PASSAGE RETENU -

== == ==

Atteint du syndrome de Usher, une maladie qui a pris la forme d'une surdité et d'une cécité progressives, Donald Pinet soutient que son pire handicap, ce sont ceux et celles qui le croient incapable de faire ceci ou cela. S'ils savaient.
Porteur d'un implant cochléaire à l'oreille droite et d'un appareil auditif à l'oreille gauche, l'ancien psychoéducateur arrive à maîtriser l'art de la communication. Devant cet homme aussi loquace qu'à l'écoute des autres, on en oublie qu'il est sourd. Difficile aussi de s'imaginer qu'enfant, le petit Donald était pointé du doigt en raison, pensait-on, de ses limites intellectuelles. «J'articulais mal. Au plan phonétique, ça me posait des problèmes», raconte M. Pinet qui se souvient du combat qu'il a dû livrer dès son jeune âge contre les préjugés.
L'adolescent qu'il est devenu a quant à lui développé le réflexe de rebondir devant les obstacles qui se sont dressés sur sa route. D'ailleurs, M. Pinet se souvient du sentiment de douce revanche qu'il a ressenti le jour où on lui a remis son diplôme universitaire. Il aime l'idée que ses détracteurs de l'époque ont dû ravaler leurs paroles. Celui qu'ils croyaient déficient a occupé par la suite des emplois auprès de personnes démunies et en détresse psychologique.
Atteint de rétinite pigmentaire qui entraîne la perte de la vision, Donald Pinet était au début de la trentaine et père de deux enfants lorsque sa maladie l'a finalement plongé dans le noir. La liste des deuils accumulés depuis vingt-cinq ans est longue, mais ici aussi, le Trifluvien a décidé de les transformer en défis. C'est d'ailleurs la raison pour laquelle il tenait à raconter son histoire. S'il a été capable de se sortir d'affaire, tout le monde le peut.
«Les personnes que je côtoie me demandent souvent ce que peut faire un sourd-aveugle», dit-il en prenant place sur le patio qu'il a lui-même fabriqué, une terrasse aussi droite qu'un plancher de danse. Locataire au sous-sol d'une maison unifamiliale, M. Pinet sait se rendre indispensable auprès de la propriétaire qui peut compter sur lui pour effectuer toutes sortes de travaux.

== == ==

À COMPLÉTER -
1) Dites par oui ou par non si chaque énoncé concorde avec le texte sur Donald Pinet, en citant mot pour mot les termes qui tranchent. (a) Donald Pinet porte un implant cochléaire à l'oreille gauche. (b) Il était père de deux enfants lorsque la maladie l'a plongé dans le noir. (c) Il est propriétaire de la maison où il habite.
2) Prolongez le texte sur Donald Pinet en reprenant juste après sa dernière phrase.
Les entrées proviennent d'une autre source que le texte.

== == ==

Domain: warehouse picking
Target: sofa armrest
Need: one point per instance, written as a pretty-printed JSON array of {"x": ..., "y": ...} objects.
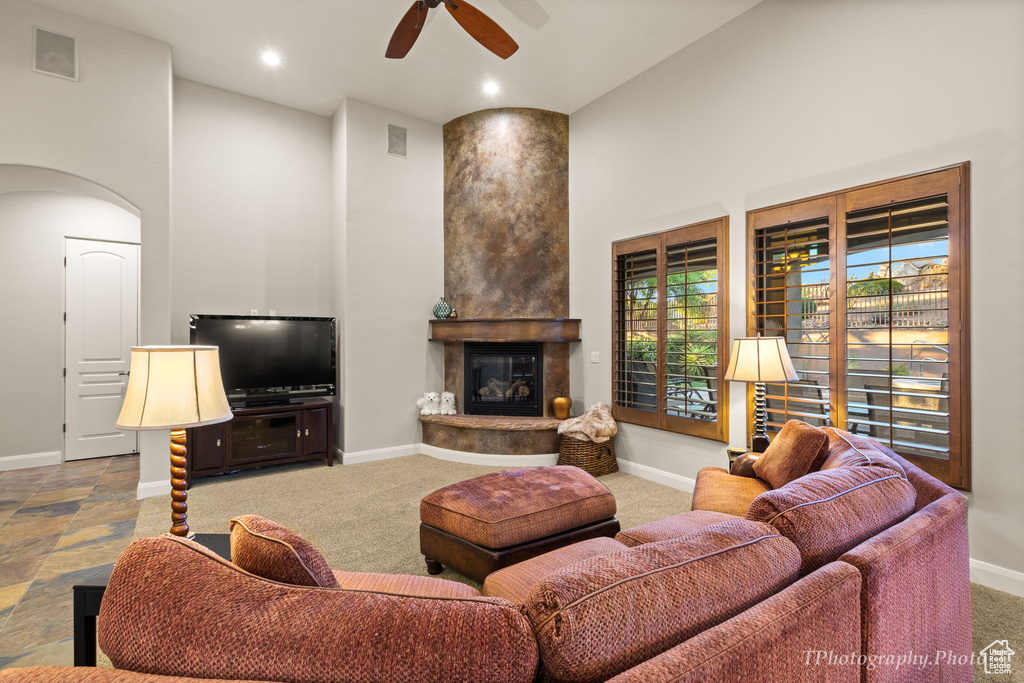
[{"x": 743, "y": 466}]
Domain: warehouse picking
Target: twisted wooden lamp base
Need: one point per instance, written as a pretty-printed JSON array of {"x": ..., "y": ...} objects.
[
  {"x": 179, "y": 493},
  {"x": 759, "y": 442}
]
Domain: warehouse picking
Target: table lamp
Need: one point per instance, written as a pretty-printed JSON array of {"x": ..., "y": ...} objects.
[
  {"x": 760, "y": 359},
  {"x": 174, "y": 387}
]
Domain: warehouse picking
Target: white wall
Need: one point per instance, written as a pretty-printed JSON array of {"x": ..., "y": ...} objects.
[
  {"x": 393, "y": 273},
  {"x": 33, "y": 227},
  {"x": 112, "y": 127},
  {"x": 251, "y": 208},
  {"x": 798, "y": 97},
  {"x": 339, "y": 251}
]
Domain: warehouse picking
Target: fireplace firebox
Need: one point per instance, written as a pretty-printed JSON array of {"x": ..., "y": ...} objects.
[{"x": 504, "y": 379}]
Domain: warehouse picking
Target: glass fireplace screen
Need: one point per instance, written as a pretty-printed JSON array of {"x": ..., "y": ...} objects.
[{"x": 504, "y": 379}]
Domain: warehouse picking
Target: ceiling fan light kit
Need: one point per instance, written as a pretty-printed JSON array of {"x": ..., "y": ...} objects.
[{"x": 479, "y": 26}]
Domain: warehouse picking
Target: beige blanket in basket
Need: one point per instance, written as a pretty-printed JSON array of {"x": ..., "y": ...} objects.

== == ==

RÉSULTATS DE L'EXERCICE -
1)
(a) Non : « Porteur d'un implant cochléaire à l'oreille droite et d'un appareil auditif à l'oreille gauche ».
(b) Oui : « père de deux enfants lorsque sa maladie l'a finalement plongé dans le noir ».
(c) Non : « Locataire au sous-sol d'une maison unifamiliale ».

2)
Pour lui, un problème équivaut à une solution. Au moment d'entreprendre la construction du patio, il s'est muni d'une équerre et d'un système de bille, question d'entendre par le roulement si ses planches étaient ou non au niveau. «Je suis capable de visualiser un projet dans ma tête», explique celui qui se figure chaque étape, y compris la pose des vis qu'il répartit avec une précision quasi mathématique. Et dire que ce non-voyant arrive aussi à se servir d'une scie à onglet!
M. Pinet voit avec ses mains et... ses pieds. Il s'en sert pour passer la tondeuse ou l'aspirateur. «Les pieds me servent de guide. Dès que je dois me tasser vers la droite, je pose un pied sur la ligne imaginaire et je dépose l'autre pied à la même largeur que mes épaules, de sorte que ni la tondeuse ou l'aspirateur va plus loin que mes épaules», explique-t-il.
C'est aussi lui qui a fabriqué dans le jardin une allée en pas japonais. Une fois de plus, les pierres sont disposées parfaitement afin de le guider vers la remise qu'il a évidemment assemblée.
«Le principe est de savoir comment faire un carré parfait pour que chaque dalle prenne sa place. En les mettant directement sur le gazon, l'herbe finit par étouffer. Le carré devient plus évident pour les voyants. Pour les aveugles par contre, l'herbe est sec. Avec un couteau, j'enlève chaque dalle que je replace une fois que j'ai coupé le gazon et enlevé la terre», poursuit M. Pinet, visiblement fier du résultat qu'il ne voit pas.
De toute façon, l'esthétisme est pour lui très secondaire. «Le plus important, c'est de construire quelque chose d'utile, de solide et au niveau», répète M. Pinet. Pour le pain au tofu, il conseille finalement de vérifier la cuisson avec un cure-dent. Lorsqu'aucun grain ne colle, c'est qu'il est prêt!